[Entries taken from a collection]

########################################

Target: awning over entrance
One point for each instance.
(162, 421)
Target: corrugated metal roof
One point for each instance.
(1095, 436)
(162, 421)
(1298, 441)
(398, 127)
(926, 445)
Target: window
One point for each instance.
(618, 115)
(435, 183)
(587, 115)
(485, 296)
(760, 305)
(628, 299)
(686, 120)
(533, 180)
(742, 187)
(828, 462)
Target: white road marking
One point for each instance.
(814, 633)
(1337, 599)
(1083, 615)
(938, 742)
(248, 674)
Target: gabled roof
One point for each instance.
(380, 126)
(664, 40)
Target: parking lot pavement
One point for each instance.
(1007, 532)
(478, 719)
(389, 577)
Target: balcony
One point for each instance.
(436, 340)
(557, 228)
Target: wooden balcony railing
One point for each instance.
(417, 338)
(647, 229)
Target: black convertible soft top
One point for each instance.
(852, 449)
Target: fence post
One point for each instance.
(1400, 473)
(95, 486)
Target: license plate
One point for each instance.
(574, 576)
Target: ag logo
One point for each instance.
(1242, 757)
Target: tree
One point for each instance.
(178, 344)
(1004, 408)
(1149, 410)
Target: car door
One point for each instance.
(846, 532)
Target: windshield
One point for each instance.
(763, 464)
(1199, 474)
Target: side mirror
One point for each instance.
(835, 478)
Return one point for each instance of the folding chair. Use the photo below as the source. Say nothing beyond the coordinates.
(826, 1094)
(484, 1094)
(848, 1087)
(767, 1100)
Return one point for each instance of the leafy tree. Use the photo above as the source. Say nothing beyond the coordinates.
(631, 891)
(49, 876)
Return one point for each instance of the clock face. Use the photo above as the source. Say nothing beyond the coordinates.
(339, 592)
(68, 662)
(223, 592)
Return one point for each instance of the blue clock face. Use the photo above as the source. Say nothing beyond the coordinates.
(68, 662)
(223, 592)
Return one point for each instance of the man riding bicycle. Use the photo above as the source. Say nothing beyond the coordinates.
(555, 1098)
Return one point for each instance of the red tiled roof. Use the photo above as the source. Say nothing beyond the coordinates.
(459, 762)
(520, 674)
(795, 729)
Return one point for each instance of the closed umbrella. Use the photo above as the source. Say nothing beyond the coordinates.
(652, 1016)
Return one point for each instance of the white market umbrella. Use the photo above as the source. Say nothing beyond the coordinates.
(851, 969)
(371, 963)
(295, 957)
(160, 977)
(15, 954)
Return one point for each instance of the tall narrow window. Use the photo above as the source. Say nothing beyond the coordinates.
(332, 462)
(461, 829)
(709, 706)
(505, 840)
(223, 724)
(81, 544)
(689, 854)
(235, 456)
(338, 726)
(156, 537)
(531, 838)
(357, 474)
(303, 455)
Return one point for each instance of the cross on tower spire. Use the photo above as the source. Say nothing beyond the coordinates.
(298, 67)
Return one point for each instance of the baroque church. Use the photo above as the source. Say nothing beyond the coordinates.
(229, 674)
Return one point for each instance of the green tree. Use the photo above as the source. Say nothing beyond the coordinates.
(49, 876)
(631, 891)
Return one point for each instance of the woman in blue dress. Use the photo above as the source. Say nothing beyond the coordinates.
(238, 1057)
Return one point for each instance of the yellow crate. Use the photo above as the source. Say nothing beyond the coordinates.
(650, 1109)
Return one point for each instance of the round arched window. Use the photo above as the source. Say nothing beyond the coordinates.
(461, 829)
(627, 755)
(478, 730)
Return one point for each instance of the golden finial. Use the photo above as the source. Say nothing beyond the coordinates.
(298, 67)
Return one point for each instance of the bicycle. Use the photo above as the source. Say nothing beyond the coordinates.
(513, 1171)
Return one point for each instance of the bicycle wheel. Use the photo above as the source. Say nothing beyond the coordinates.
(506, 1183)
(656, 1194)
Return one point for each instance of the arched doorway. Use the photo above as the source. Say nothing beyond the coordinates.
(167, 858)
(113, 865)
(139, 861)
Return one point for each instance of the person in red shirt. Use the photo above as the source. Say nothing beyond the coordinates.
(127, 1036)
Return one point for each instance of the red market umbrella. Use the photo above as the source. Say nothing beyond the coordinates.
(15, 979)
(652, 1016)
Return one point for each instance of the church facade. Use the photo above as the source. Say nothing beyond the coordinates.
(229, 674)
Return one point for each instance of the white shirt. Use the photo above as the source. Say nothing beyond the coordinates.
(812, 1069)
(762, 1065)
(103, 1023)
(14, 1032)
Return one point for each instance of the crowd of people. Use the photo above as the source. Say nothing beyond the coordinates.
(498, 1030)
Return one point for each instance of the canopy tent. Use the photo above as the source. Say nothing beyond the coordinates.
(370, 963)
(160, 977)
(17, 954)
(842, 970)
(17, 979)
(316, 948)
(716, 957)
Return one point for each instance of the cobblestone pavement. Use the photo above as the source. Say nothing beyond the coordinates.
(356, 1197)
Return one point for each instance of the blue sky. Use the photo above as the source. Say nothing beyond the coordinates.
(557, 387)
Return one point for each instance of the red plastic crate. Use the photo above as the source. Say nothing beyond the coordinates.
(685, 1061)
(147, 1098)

########################################

#### Exercise goal:
Copy out all the entries shown above, character for character.

#### Output:
Target: awning over entrance
One point for each instance.
(162, 421)
Target: corrugated metal roof
One point for each instance.
(1095, 436)
(162, 421)
(1298, 441)
(398, 127)
(926, 445)
Target: window
One point for each instance.
(618, 115)
(435, 183)
(587, 115)
(485, 296)
(760, 305)
(628, 299)
(686, 120)
(533, 180)
(742, 187)
(828, 462)
Target: white road marking
One point for each instance.
(814, 633)
(1337, 599)
(1083, 615)
(938, 742)
(248, 674)
Target: gabled roof
One point for each instance.
(380, 126)
(664, 40)
Target: parking lot pavement
One point for each instance.
(1007, 532)
(478, 719)
(389, 577)
Target: balcony
One point for each instance.
(436, 340)
(557, 228)
Target: wooden balcony railing
One point for each instance.
(417, 338)
(647, 229)
Target: black convertible soft top
One point for each instance.
(852, 449)
Target: fence post
One point for each instance.
(1400, 473)
(95, 486)
Target: license plate
One point for each instance.
(574, 576)
Target: ag logo
One point for each instance.
(1242, 757)
Target: tree
One point for each instance.
(178, 344)
(1004, 408)
(1149, 410)
Target: car door
One point for each instance.
(846, 532)
Target: windshield
One point for each instance.
(763, 464)
(1199, 474)
Target: side mirror
One point for each instance.
(835, 478)
Return one point for each instance of the folding chair. Use the photo below as the source. Say nothing beyond the coordinates.
(826, 1094)
(484, 1094)
(848, 1087)
(767, 1100)
Return one point for each instance of the leafy tree. Use the photo above as the source. Say nothing beyond the coordinates.
(631, 891)
(49, 876)
Return one point for each instance of the clock face. Use the photo above as the source. Say nothing beyond the coordinates.
(339, 592)
(68, 662)
(223, 592)
Return one point for each instance of the blue clock face. Use the photo above as the source. Say nothing beyond the coordinates.
(68, 662)
(223, 592)
Return one point for each instance of the man riding bicycle. Use the photo above as the source. Say nothing beyond the coordinates.
(555, 1098)
Return one point for each instance of the red tiled roof. Use the photo above as the source. Say nothing beyond the coordinates.
(459, 762)
(520, 674)
(795, 729)
Return one point for each instance of the closed umbrella. Use the photo above as the source. Say nothing beyond the coordinates.
(652, 1016)
Return one point for each instance of the white market umbrella. Use the photo above as the source. Say nothing beyond the coordinates.
(851, 969)
(371, 963)
(295, 957)
(160, 977)
(15, 954)
Return one point for each instance of the tall narrow window. Use the photo above as the source. Say nothing beyond the coordinates.
(332, 462)
(461, 829)
(709, 706)
(505, 840)
(223, 724)
(81, 544)
(689, 854)
(235, 456)
(338, 726)
(156, 537)
(531, 838)
(357, 474)
(303, 455)
Return one point for each instance of the cross on tower spire. Use the photo above as the source. Say nothing beyond the coordinates.
(298, 67)
Return one point for each instance of the baroque church. Use the photo above as the source. Say nothing beyond the coordinates.
(229, 674)
Return one point for each instance of the green tree. Use the photo above as the source. Say nothing beyond the coordinates.
(49, 876)
(631, 891)
Return one point for each instance of the woman in blue dress. Use the photo above as the source. Say nothing beyond the coordinates.
(238, 1057)
Return one point for each instance of the yellow crate. Use the photo above as the source. Say nothing beyond the coordinates.
(650, 1109)
Return one point for each instance of the round arched window. Use the photo above as the source. Say nothing beyond the coordinates.
(461, 829)
(627, 755)
(478, 730)
Return one point for each instance of the golden finial. Use the photo above as the source. Say nothing beyond the coordinates.
(298, 67)
Return one point for each instance of the bicycle. Use the photo above as the source. Say nothing beyond the coordinates.
(513, 1171)
Return one point for each instance of the bicycle wheel. Use the photo above as the source. Say nothing beyond the coordinates.
(506, 1183)
(656, 1194)
Return one point for each instance of the arched doorway. Use the photo above as the source. Say nothing beyond the coordinates.
(167, 858)
(113, 865)
(139, 861)
Return one point for each instance of the person in red shirt. Use the photo above as the source. Say nothing beyond the coordinates.
(127, 1036)
Return one point for each instance of the red market umbrella. Use the photo above as the source. Say nothing beyond the coordinates.
(15, 979)
(652, 1016)
Return one point for each instance of the church facade. Use the photo above as the source. Say nothing beyond the coordinates.
(229, 674)
Return one point for each instance of the white shirt. Use the photo above as the source. Say nothing beyond the coordinates.
(812, 1069)
(762, 1065)
(103, 1023)
(14, 1032)
Return one point for each instance of the crowd of people. Use the photo above as the source. Say nothing beyond the coordinates.
(498, 1030)
Return one point for each instance of the canopy tent. Use the photo above as the source. Say nothing beyond the coordinates.
(370, 963)
(160, 977)
(17, 954)
(842, 970)
(17, 979)
(316, 948)
(716, 957)
Return one point for each instance of the cobblestone pavement. Use the photo above as the source. Say nothing beyond the coordinates.
(356, 1197)
Return one point for each instance of the blue sky. Use the photo above as the source. Say nothing beyond the coordinates.
(557, 387)
Return one point for each instance of the red plastic crate. Use the photo above as the source. Say nothing beyond the coordinates.
(685, 1061)
(147, 1098)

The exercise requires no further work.